Selected excerpt -
*** Block opens ***
The open stretches of the Giudecca lay not far behind;
and a scrap of garden and a clean and open little
street made pleasant the approach from back and side.
It accommodated few persons in proportion to its size,
and fewer still took up their abode there; for it
was managed by a lady of good birth and fallen fortunes
whose home and patrimony it had been; and her husband,
a retired Austrian officer, and two grown-up daughters
did not lighten her task. Every year the fortunes
sank lower; the upper storey of the house was already
falling into decay, and the fine old furniture passing
into the brokers’ or private buyers’ hands.
It still, however, afforded sufficiently comfortable,
and, by reason of its very drawbacks, desirable quarters
to Mr. Browning. It perhaps turned the scale
in favour of his return to Venice; for the lady whose
hospitality he was to enjoy there was as yet unknown
to him; and nothing would have induced him to enter,
with his eyes open, one of the English-haunted hotels,
in which acquaintance, old and new, would daily greet
him in the public rooms or jostle him in the corridors.
He and his sister remained at the
Universo for a fortnight; their programme did
not this year include a longer stay; but it gave them
time to decide that no place could better suit them
for an autumn holiday than Venice, or better lend
itself to a preparatory sojourn among the Alps; and
the plan of their next, and, though they did not know
it, many a following summer, was thus sketched out
before the homeward journey had begun.
Mr. Browning did not forget his work,
even while resting from it; if indeed he did rest
entirely on this occasion. He consulted a Russian
lady whom he met at the hotel, on the names he was
introducing in ‘Ivan Ivanovitch’.
It would be interesting to know what suggestions or
corrections she made, and how far they adapted themselves
to the rhythm already established, or compelled changes
in it; but the one alternative would as little have
troubled him as the other. Mrs. Browning told
Mr. Prinsep that her husband could never alter the
wording of a poem without rewriting it, indeed, practically
converting it into another; though he more than once
tried to do so at her instigation. But to the
end of his life he could at any moment recast a line
or passage for the sake of greater correctness, and
leave all that was essential in it untouched.
*** Block closes ***
Things to do -
a – In the passage about Mr. Browning's stay in Venice, whom did he consult on the names he was introducing in 'Ivan Ivanovitch'?
b – Continue the passage about Mr. Browning's stay in Venice from its final sentence.

Dataset records -
*** Block opens ***
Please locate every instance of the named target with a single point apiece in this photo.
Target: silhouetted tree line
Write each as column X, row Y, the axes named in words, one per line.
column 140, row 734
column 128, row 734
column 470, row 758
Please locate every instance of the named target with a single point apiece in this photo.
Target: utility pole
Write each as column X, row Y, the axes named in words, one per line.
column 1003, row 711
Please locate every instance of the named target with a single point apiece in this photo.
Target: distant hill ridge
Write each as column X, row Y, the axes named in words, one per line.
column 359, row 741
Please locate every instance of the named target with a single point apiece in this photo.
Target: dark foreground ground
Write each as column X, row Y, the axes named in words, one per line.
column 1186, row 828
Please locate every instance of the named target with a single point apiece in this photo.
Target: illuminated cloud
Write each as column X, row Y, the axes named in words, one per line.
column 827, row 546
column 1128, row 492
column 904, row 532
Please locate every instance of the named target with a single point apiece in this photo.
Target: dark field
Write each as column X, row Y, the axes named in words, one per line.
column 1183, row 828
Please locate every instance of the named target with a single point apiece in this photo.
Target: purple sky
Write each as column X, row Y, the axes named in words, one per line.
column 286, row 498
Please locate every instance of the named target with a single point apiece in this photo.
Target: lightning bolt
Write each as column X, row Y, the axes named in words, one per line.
*** Block closes ***
Your written answers -
a – He consulted a Russian lady whom he met at the hotel.

b –
Seven times more in the eleven years
which remained to him, Mr. Browning spent the autumn
in Venice. Once also, in 1882, he had proceeded
towards it as far as Verona, when the floods which
marked the autumn of that year arrested his farther
course. Each time he had halted first in some
more or less elevated spot, generally suggested by
his French friend, Monsieur Dourlans, himself an inveterate
wanderer, whose inclinations also tempted him off
the beaten track. The places he most enjoyed were
Saint-Pierre la Chartreuse, and Gressoney Saint-Jean,
where he stayed respectively in 1881 and 1882, 1883
and 1885. Both of these had the drawbacks, and
what might easily have been the dangers, of remoteness
from the civilized world. But this weighed with
him so little, that he remained there in each case
till the weather had broken, though there was no sheltered
conveyance in which he and his sister could travel
down; and on the later occasions at least, circumstances
might easily have combined to prevent their departure
for an indefinite time. He became, indeed, so
attached to Gressoney, with its beautiful outlook
upon Monte Rosa, that nothing I believe would have
hindered his returning, or at least contemplating
a return to it, but the great fatigue to his sister
of the mule ride up the mountain, by a path which
made walking, wherever possible, the easier course.
They did walk down it in the early October
of 1885, and completed the hard seven hours’
trudge to San Martino d’Aosta, without an atom
of refreshment or a minute’s rest.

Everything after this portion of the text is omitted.